(SUPPLIED TEXT):

PRD: docforge — modular doc-generator engine for paliad + upc-commentary #157

Open
opened 2026-05-29 11:56:03 +00:00 by mAi · 1 comment
Collaborator

Direction (m, 2026-05-29 12:32–13:55)

I think we should modularize our "doc generator" to improve it better. There are different aspects to it and we may want to use them for other projects as well.

The result is clear: I want to be able to create and modify word documents, using variables inside the documents, "editing them live" and preview the results, export in the end. We should have all that modular to keep it clean. The editor is something else than the importing, exporting, variable exchange, data fetching etc..

upc-commentary / upc-kommentar would be one later use case. There we also need to work with changing templates and input text from our different format.

Go module is good enough for now.
Doc/docx is the most pressing — we should support export to all in the long run.

Currently I can't upload the base document to insert variables into to create a template — and then later I want to fill the template using data, modifying it manually where necessary, then exporting.

I want to keep the workflow clear and I feel that doing it with modules makes sense to fix single parts and not have different codebases.

Locked constraints (confirmed)

  • Packaging: one Go module (e.g. pkg/docforge — name bikeshed during PRD) with clean sub-packages. Same model as pkg/litigationplanner today.

(RECORDS SHOWN):
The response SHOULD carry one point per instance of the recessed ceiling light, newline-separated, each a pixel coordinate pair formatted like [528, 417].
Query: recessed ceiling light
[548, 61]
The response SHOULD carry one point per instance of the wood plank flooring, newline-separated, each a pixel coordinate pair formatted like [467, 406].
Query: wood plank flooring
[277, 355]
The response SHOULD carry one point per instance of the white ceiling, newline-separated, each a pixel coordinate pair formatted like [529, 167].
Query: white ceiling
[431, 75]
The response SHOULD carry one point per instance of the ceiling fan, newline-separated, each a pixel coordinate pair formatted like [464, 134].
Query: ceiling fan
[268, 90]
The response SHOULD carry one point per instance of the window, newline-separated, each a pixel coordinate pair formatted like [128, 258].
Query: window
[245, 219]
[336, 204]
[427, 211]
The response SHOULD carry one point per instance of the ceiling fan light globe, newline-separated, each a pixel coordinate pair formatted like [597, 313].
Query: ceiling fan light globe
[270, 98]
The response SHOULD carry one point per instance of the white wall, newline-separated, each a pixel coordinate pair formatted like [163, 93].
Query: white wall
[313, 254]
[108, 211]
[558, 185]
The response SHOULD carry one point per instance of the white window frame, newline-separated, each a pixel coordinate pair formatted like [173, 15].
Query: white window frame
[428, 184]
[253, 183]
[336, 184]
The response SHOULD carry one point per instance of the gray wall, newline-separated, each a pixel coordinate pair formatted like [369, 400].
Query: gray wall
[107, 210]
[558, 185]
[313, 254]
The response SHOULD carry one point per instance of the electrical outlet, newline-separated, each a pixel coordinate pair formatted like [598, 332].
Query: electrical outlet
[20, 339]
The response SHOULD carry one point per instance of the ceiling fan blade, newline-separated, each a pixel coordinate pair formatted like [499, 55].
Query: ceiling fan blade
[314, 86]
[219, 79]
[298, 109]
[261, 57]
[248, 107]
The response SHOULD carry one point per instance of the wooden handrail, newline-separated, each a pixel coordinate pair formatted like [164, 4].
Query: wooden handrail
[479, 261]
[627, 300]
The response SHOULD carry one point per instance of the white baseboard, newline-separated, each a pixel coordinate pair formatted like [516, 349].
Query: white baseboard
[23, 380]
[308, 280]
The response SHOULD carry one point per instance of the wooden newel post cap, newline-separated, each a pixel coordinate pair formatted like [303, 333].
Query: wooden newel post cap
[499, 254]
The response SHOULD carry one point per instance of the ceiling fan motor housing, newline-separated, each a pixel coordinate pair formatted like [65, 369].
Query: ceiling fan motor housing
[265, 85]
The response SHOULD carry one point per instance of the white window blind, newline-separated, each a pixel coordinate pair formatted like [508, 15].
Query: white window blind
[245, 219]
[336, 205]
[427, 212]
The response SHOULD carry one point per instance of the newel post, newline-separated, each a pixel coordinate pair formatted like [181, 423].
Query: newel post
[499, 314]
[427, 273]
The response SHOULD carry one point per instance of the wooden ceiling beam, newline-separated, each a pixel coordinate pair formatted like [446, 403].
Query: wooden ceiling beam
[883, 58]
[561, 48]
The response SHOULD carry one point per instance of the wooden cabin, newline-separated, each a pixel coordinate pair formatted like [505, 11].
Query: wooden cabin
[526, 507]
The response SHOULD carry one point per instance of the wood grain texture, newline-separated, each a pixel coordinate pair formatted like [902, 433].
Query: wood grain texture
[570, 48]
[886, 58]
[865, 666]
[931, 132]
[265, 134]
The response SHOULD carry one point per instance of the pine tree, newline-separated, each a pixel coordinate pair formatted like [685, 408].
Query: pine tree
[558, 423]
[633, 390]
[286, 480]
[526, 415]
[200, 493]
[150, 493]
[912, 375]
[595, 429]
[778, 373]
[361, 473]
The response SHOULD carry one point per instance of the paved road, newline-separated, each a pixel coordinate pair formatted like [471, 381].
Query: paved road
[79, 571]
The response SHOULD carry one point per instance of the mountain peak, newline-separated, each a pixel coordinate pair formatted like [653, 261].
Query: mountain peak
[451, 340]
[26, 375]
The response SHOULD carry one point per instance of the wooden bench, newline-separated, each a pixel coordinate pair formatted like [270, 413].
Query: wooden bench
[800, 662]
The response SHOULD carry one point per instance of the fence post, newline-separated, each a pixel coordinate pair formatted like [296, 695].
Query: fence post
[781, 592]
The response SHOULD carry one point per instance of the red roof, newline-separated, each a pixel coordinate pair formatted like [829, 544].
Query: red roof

(DIRECTIONS):
**A)** Reproduce the passage of the docforge issue word for word, covering everything from "upc-commentary / upc-kommentar" down to "as pkg/litigationplanner today.".
**B)** In the docforge issue, which document format is called the most pressing?
**C)** For each statement, say whether it agrees with the docforge issue, and quote the words of the issue that decide it: (i) The packaging constraint calls for a single Go module with sub-packages. (ii) upc-commentary is named as the immediate use case. (iii) The base document can currently be uploaded to create a template.

(RESPONSES TO THE EXERCISE):
**A)**
upc-commentary / upc-kommentar would be one later use case. There we also need to work with changing templates and input text from our different format.

Go module is good enough for now.
Doc/docx is the most pressing — we should support export to all in the long run.

Currently I can't upload the base document to insert variables into to create a template — and then later I want to fill the template using data, modifying it manually where necessary, then exporting.

I want to keep the workflow clear and I feel that doing it with modules makes sense to fix single parts and not have different codebases.

Locked constraints (confirmed)

  • Packaging: one Go module (e.g. pkg/docforge — name bikeshed during PRD) with clean sub-packages. Same model as pkg/litigationplanner today.

**B)** Doc/docx is called the most pressing.

**C)**
(i) Yes: "one Go module (e.g. pkg/docforge — name bikeshed during PRD) with clean sub-packages"
(ii) No: "upc-commentary / upc-kommentar would be one later use case"
(iii) No: "Currently I can't upload the base document to insert variables into to create a template"